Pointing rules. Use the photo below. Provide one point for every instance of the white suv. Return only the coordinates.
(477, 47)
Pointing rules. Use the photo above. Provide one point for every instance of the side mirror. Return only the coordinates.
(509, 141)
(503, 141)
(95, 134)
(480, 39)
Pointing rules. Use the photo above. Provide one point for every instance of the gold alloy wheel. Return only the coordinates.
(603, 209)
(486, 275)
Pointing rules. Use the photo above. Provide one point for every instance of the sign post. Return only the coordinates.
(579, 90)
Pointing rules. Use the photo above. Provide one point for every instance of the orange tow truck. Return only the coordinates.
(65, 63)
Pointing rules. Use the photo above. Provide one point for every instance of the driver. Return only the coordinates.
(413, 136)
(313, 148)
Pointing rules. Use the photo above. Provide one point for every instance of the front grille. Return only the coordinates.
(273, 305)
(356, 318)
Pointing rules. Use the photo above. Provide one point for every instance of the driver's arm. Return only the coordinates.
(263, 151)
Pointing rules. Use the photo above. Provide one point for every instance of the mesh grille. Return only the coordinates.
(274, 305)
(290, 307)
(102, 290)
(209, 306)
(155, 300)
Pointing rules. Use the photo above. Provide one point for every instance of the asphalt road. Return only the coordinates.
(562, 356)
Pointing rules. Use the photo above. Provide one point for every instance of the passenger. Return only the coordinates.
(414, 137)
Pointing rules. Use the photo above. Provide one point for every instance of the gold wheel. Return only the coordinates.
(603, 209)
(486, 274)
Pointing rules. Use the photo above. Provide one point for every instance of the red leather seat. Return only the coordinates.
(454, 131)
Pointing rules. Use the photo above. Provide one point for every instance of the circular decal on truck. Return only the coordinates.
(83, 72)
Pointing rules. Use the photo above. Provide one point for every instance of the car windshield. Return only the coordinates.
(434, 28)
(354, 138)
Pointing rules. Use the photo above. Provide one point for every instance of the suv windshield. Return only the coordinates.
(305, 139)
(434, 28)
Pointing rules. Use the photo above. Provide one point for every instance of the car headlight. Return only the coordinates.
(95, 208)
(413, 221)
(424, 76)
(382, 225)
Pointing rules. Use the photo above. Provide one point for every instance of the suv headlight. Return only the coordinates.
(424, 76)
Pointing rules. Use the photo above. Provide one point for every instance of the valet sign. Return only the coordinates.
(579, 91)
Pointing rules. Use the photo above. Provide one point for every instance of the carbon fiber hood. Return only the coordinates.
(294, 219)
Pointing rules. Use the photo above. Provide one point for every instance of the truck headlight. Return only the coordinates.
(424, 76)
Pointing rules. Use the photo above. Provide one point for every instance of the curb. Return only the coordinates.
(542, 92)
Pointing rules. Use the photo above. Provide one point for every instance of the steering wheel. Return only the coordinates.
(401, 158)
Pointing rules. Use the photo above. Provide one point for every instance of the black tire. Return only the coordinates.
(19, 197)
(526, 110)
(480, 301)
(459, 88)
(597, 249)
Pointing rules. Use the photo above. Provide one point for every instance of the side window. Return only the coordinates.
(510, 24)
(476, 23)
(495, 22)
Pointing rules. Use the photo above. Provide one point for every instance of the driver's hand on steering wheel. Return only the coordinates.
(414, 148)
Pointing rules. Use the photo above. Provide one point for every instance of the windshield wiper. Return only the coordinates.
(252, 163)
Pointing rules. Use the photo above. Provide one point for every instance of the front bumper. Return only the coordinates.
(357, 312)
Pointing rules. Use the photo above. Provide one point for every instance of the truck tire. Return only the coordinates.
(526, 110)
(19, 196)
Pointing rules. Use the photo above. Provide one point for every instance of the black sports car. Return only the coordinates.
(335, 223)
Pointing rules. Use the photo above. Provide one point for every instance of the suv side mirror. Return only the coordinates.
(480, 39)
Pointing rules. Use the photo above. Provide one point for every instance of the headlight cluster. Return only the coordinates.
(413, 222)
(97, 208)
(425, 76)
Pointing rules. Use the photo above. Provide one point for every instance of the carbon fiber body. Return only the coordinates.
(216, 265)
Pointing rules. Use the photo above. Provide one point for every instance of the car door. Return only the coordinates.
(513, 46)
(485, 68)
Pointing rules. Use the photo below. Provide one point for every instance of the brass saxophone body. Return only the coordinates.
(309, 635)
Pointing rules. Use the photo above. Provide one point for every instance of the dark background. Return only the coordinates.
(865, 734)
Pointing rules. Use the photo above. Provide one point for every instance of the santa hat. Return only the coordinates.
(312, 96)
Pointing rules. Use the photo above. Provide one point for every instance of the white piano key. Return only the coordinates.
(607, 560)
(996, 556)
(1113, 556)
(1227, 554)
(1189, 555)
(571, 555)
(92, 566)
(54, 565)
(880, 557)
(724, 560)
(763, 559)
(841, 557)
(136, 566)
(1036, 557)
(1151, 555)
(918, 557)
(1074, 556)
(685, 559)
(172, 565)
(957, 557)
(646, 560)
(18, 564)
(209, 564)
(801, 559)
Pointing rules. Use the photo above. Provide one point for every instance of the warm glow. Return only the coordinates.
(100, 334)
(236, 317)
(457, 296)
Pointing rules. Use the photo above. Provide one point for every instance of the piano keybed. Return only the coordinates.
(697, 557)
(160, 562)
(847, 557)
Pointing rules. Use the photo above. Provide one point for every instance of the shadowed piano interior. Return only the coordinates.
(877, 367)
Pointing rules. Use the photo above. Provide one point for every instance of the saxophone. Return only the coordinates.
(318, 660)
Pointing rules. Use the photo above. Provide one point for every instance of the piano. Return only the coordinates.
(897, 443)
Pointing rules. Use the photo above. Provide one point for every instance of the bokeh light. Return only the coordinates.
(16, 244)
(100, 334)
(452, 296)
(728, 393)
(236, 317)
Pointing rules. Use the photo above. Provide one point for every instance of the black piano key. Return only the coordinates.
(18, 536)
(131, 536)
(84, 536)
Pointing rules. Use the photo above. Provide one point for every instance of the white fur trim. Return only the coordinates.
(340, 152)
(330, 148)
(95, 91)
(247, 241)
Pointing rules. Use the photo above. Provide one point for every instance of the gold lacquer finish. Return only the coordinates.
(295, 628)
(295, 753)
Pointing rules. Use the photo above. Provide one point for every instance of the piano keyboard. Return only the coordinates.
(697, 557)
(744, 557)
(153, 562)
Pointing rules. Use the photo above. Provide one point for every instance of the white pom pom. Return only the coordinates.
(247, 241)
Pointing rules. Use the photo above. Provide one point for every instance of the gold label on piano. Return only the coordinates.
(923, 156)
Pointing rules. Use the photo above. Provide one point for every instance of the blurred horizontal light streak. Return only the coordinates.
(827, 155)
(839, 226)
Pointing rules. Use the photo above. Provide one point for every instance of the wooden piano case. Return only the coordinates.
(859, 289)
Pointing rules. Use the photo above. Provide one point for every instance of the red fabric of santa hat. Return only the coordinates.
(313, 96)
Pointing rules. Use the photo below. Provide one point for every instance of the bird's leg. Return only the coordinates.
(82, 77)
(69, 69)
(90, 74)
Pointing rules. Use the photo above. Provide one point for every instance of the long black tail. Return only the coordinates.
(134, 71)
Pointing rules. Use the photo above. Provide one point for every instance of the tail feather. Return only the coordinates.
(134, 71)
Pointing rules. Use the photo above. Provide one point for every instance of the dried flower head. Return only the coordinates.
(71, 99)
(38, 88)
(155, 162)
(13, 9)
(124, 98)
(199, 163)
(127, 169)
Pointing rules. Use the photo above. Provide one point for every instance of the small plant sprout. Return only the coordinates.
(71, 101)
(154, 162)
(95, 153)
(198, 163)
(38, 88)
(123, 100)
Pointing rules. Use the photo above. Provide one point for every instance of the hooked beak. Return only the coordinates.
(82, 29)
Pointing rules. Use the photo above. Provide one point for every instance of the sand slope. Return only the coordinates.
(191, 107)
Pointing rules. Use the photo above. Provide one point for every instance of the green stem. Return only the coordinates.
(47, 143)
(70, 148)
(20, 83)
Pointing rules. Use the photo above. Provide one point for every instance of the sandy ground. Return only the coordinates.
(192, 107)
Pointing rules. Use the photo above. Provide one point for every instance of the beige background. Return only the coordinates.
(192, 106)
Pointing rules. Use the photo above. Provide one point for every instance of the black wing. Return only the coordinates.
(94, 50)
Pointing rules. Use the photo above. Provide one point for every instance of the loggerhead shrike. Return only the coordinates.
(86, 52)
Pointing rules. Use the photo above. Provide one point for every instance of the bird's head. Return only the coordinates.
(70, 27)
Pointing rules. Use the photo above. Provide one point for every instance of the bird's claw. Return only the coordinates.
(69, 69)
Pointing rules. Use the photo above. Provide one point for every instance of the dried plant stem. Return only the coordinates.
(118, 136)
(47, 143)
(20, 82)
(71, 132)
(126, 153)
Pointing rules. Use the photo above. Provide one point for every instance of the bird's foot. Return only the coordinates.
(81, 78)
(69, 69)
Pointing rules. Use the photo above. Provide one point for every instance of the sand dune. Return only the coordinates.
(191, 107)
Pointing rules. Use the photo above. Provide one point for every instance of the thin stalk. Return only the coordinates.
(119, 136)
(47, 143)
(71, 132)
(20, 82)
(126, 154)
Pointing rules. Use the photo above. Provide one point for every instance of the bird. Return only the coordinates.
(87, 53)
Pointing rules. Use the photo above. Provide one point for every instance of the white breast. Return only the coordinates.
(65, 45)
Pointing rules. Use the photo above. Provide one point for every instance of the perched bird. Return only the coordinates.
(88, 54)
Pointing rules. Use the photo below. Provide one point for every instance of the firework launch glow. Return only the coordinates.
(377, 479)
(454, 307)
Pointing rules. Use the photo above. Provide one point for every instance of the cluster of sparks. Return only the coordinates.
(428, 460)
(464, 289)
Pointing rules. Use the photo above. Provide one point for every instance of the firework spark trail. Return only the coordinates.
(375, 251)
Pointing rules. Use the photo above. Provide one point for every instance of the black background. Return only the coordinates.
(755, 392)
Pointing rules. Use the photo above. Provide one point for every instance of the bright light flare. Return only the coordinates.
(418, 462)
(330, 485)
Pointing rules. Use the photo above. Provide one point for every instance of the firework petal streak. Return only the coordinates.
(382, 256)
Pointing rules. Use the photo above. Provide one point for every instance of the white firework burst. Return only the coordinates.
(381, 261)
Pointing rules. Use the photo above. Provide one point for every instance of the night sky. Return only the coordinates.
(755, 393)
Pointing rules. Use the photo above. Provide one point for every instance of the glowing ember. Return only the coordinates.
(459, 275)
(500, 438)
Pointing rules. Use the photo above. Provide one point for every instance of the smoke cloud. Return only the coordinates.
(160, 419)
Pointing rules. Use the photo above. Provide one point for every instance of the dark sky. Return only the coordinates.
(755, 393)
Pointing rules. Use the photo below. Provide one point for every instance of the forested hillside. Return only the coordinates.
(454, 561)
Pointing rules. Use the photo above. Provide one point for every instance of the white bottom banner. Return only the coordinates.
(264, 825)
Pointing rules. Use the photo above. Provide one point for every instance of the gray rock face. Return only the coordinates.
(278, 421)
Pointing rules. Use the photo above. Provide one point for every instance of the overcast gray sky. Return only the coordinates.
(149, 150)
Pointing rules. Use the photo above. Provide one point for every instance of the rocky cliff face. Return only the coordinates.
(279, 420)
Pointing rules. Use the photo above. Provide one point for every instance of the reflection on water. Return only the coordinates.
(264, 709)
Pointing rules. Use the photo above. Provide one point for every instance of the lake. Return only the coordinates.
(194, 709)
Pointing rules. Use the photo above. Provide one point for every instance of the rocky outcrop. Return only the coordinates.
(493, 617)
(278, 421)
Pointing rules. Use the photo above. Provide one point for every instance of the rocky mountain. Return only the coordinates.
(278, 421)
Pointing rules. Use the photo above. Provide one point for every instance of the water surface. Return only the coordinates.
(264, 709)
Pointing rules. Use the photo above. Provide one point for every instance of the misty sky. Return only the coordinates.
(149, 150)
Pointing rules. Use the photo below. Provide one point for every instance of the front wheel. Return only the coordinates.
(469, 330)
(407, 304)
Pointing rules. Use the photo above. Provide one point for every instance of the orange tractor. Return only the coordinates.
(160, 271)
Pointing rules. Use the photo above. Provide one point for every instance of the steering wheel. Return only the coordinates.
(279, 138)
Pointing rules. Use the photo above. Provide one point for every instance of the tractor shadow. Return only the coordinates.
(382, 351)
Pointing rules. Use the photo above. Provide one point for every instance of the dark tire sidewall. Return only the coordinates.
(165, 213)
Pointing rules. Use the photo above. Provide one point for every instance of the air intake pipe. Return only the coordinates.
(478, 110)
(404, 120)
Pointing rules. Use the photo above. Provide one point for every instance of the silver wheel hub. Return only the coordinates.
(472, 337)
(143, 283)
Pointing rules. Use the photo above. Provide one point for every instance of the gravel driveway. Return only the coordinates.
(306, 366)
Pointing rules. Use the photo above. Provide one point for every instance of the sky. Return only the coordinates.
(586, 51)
****************
Challenge – Beginning at the line where "sidewall. Return only the coordinates." appears, extract each line through the end of the data above; keep them exact and include nothing else.

Solution for this task –
Pointing rules. Use the photo above. Provide one point for every instance of the dark tire sidewall. Return only the coordinates.
(165, 213)
Pointing rules. Use the photo above. Provide one point for every instance of the air intake pipe. Return only the coordinates.
(478, 110)
(404, 120)
Pointing rules. Use the photo above. Provide one point for every instance of the silver wheel hub. Return only the coordinates.
(472, 337)
(143, 283)
Pointing rules. Use the photo above. Provide one point for every instance of the gravel driveway. Return only the coordinates.
(306, 366)
Pointing rules. Use the photo above. Provide one point for every instance of the sky. Return only the coordinates.
(586, 51)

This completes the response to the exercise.